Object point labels
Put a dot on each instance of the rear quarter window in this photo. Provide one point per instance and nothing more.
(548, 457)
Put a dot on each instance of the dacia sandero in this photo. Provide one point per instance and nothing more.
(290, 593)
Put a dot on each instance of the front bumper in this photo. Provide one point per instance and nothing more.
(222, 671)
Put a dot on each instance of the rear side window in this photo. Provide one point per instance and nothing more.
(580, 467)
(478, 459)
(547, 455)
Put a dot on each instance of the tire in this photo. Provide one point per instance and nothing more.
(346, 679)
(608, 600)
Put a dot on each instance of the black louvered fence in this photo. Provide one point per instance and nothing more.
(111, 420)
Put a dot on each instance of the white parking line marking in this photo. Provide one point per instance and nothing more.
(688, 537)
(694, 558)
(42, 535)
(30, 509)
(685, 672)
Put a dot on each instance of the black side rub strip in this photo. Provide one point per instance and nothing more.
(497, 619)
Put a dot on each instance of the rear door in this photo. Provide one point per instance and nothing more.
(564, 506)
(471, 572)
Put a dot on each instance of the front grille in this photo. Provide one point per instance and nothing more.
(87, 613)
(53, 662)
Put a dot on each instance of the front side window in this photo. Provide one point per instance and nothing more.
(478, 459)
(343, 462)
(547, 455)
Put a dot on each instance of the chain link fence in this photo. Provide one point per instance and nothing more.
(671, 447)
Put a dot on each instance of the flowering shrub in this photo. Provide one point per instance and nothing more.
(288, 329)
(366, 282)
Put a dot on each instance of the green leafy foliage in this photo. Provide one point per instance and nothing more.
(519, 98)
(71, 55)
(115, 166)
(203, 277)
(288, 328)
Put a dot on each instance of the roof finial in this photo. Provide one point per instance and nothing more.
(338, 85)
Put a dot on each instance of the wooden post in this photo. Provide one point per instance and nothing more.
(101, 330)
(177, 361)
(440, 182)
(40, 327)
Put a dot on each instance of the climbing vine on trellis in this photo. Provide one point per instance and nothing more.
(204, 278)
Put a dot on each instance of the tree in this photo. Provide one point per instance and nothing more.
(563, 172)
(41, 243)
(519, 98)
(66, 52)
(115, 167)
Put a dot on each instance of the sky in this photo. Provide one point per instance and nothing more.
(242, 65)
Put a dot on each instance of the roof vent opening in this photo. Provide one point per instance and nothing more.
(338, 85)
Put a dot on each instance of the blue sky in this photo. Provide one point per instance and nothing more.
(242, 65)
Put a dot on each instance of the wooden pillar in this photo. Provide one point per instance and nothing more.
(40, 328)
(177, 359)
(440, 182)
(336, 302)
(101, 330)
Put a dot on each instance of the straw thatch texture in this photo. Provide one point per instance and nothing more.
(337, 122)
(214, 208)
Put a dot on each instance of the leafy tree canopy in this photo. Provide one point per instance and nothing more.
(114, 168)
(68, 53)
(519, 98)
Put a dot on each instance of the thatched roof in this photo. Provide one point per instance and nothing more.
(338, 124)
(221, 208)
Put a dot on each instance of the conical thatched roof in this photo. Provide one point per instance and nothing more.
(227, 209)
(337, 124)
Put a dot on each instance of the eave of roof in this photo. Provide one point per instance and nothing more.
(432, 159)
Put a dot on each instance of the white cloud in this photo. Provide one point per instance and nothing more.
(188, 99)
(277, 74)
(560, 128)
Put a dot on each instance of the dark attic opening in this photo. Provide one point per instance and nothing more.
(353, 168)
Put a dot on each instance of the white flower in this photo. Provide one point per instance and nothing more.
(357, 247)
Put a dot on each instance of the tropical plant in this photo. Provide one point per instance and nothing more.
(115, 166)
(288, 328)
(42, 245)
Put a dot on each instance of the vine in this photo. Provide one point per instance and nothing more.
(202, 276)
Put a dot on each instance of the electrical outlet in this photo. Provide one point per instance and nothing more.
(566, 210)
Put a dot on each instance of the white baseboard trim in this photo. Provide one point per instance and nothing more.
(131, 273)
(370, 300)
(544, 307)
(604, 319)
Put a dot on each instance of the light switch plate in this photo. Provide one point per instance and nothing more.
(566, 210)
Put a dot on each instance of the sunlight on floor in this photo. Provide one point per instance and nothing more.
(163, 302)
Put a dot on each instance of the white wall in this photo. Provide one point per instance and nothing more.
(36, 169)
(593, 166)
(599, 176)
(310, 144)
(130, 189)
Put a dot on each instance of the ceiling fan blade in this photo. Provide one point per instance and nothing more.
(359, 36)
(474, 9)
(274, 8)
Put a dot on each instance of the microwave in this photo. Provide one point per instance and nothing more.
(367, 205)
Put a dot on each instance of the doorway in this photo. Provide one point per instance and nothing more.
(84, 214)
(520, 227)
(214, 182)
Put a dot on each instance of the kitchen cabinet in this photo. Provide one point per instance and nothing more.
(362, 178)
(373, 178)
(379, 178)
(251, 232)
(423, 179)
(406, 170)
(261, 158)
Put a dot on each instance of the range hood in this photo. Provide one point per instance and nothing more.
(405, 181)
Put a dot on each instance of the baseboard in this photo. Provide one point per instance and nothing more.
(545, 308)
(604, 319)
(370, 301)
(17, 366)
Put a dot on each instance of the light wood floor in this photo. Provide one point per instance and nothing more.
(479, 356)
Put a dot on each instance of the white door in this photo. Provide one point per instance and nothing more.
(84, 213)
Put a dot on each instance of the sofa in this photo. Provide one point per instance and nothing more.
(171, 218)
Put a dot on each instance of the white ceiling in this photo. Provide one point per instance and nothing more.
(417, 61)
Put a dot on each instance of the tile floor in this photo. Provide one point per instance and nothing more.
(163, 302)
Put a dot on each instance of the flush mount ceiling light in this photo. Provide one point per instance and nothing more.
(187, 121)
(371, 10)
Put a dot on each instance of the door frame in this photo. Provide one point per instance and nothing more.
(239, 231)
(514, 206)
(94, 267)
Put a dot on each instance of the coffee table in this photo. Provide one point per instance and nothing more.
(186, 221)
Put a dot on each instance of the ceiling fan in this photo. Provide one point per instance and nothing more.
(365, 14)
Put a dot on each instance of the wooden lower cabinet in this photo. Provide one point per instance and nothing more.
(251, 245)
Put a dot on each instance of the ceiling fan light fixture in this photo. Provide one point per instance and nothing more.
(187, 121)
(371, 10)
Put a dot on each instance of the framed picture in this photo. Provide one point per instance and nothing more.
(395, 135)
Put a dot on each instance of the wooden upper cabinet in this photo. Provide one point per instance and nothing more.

Request
Reproduce all of the data exactly as given.

Final answer
Put a dot on each instance of the rear quarter window in this photo. Provide one point per instance and nothing more.
(548, 457)
Put a dot on each instance of the dacia sandero in this photo. Provide one point per instance and nothing more.
(290, 593)
Put a dot on each instance of the front bumper in this photo. Provide one point per instance and nothing more.
(222, 671)
Put a dot on each instance of the rear side window in this photo. Provide one point per instance and nothing more.
(580, 467)
(478, 459)
(547, 455)
Put a dot on each instance of the tire in this photo. Provide one point per instance and nothing more.
(346, 679)
(608, 600)
Put a dot on each instance of the black louvered fence in this photo. Provide one point per instance and nothing more.
(111, 420)
Put a dot on each instance of the white parking line marking in this photo. Provide one point per instance and nothing more.
(688, 537)
(694, 558)
(42, 535)
(30, 509)
(685, 672)
Put a dot on each instance of the black side rub strip in this photo. Provide one point per instance and nothing more.
(497, 619)
Put a dot on each instance of the rear door in this photo. Provide one point per instance and nothing more.
(564, 506)
(471, 572)
Put a dot on each instance of the front grille in this photo. Provide one point per instance and nothing more.
(87, 613)
(53, 662)
Put a dot on each instance of the front side window in this photo. Provide one point per instance and nothing more.
(478, 459)
(343, 462)
(547, 455)
Put a dot on each instance of the chain link fence in this photo. Provide one point per instance and nothing more.
(671, 447)
Put a dot on each instance of the flowering shrub in this photo. Provide one point per instance and nothing more.
(288, 329)
(366, 282)
Put a dot on each instance of the green leafy foliage in this photo. Provide one point per instance and nothing more.
(519, 98)
(71, 55)
(115, 166)
(203, 277)
(288, 328)
Put a dot on each instance of the roof finial in this photo. Provide one point per instance and nothing more.
(338, 85)
Put a dot on each instance of the wooden post in this photo. Provide one point per instance and nothing more.
(101, 330)
(177, 361)
(440, 182)
(40, 327)
Put a dot on each instance of the climbing vine on trellis in this photo. Provide one point per instance and nothing more.
(204, 278)
Put a dot on each instance of the tree in this photo. Provide one point per instance and nothing more.
(563, 172)
(41, 243)
(519, 98)
(66, 52)
(115, 167)
Put a dot on each instance of the sky in this photo. Provide one point per instance and nothing more.
(242, 65)
Put a dot on each instance of the roof vent opening in this photo. Provide one point per instance and nothing more.
(338, 85)
Put a dot on each instance of the blue sky in this photo. Provide one point per instance and nothing more.
(242, 65)
Put a dot on each instance of the wooden pillar in this photo. Provide one point per instance and nothing more.
(40, 328)
(177, 359)
(440, 182)
(336, 302)
(101, 330)
Put a dot on each instance of the straw thatch texture in this photo. Provide one point per instance and nothing more.
(337, 122)
(214, 208)
Put a dot on each instance of the leafy tree canopy in this photo. Provide one point per instance and nothing more.
(114, 168)
(68, 53)
(519, 98)
Put a dot on each instance of the thatched roof in this photo. Provide one point per instance and nothing more.
(338, 124)
(221, 208)
Put a dot on each instance of the conical thatched roof in this photo. Provide one point per instance and nothing more.
(227, 209)
(337, 124)
Put a dot on each instance of the eave of roof in this photo. Provide one point per instance and nothing more.
(432, 159)
Put a dot on each instance of the white cloud in this photo. Provide one point per instance and nothing more.
(188, 99)
(277, 74)
(560, 128)
Put a dot on each instance of the dark attic opening in this photo. Provide one point per instance and nothing more.
(353, 168)
Put a dot on each instance of the white flower in this photo. Provide one point per instance and nothing more.
(357, 247)
Put a dot on each instance of the tropical plant in this photo. Provide one point per instance and nothing more.
(115, 166)
(288, 328)
(42, 245)
Put a dot on each instance of the vine in this photo. Provide one point per instance and nothing more.
(202, 276)
Put a dot on each instance of the electrical outlet in this photo. Provide one point per instance and nothing more.
(566, 210)
Put a dot on each instance of the white baseboard trim in this photo. Provide one point per instance and nothing more.
(131, 273)
(370, 300)
(544, 307)
(604, 319)
Put a dot on each instance of the light switch plate in this photo. Provide one point per instance and nothing more.
(566, 210)
Put a dot on each instance of the sunlight on floor in this photo. Provide one point per instance and nothing more.
(163, 302)
Put a dot on each instance of the white wall in this photo. Provide one point per instance and nothing more.
(36, 169)
(593, 166)
(599, 176)
(310, 144)
(130, 189)
Put a dot on each instance of the ceiling fan blade in this photo. Provide one point per instance and nothing more.
(359, 36)
(474, 9)
(274, 8)
Put a dot on each instance of the microwave in this photo. Provide one point per instance and nothing more.
(367, 205)
Put a dot on each instance of the doorway in this photo. Provide one point per instance and nothing more.
(84, 214)
(520, 227)
(214, 182)
Put a dot on each instance of the kitchen cabinet in this photo. Provide one point per instance and nothing more.
(362, 178)
(373, 178)
(379, 178)
(251, 232)
(423, 179)
(406, 170)
(261, 158)
Put a dot on each instance of the range hood in this photo. Provide one point per instance and nothing more.
(405, 181)
Put a dot on each instance of the baseboard in this photo. Provide one point per instance and nothing more.
(545, 308)
(604, 319)
(370, 301)
(17, 366)
Put a dot on each instance of the light wood floor in this photo. Provide one point per instance and nothing more.
(479, 356)
Put a dot on each instance of the white door in this photo. Provide one point per instance and nothing more.
(84, 213)
Put a dot on each instance of the sofa in this photo. Provide one point per instance and nothing more.
(171, 218)
Put a dot on each instance of the white ceiling in this photo. Provide one point per instance and nothing more.
(417, 61)
Put a dot on each instance of the tile floor in this photo. Provide one point per instance and nothing more.
(163, 302)
Put a dot on each instance of the flush mount ceiling light in this photo. Provide one point per instance and nothing more.
(187, 121)
(371, 10)
Put a dot on each instance of the door frame in this photo. Provide one point per instance and nothing more.
(239, 231)
(514, 206)
(94, 267)
Put a dot on each instance of the coffee table in this photo. Provide one point per instance and nothing more.
(186, 221)
Put a dot on each instance of the ceiling fan in this photo. Provide one point per instance and nothing more.
(365, 14)
Put a dot on each instance of the wooden lower cabinet in this photo. Provide one point per instance and nothing more.
(251, 245)
Put a dot on each instance of the ceiling fan light fixture in this photo. Provide one point per instance and nothing more.
(187, 121)
(371, 10)
Put a dot on each instance of the framed picture in this photo. Provide one point per instance and nothing more.
(395, 135)
Put a dot on each instance of the wooden upper cabinet in this photo. Provide one point per instance and nothing more.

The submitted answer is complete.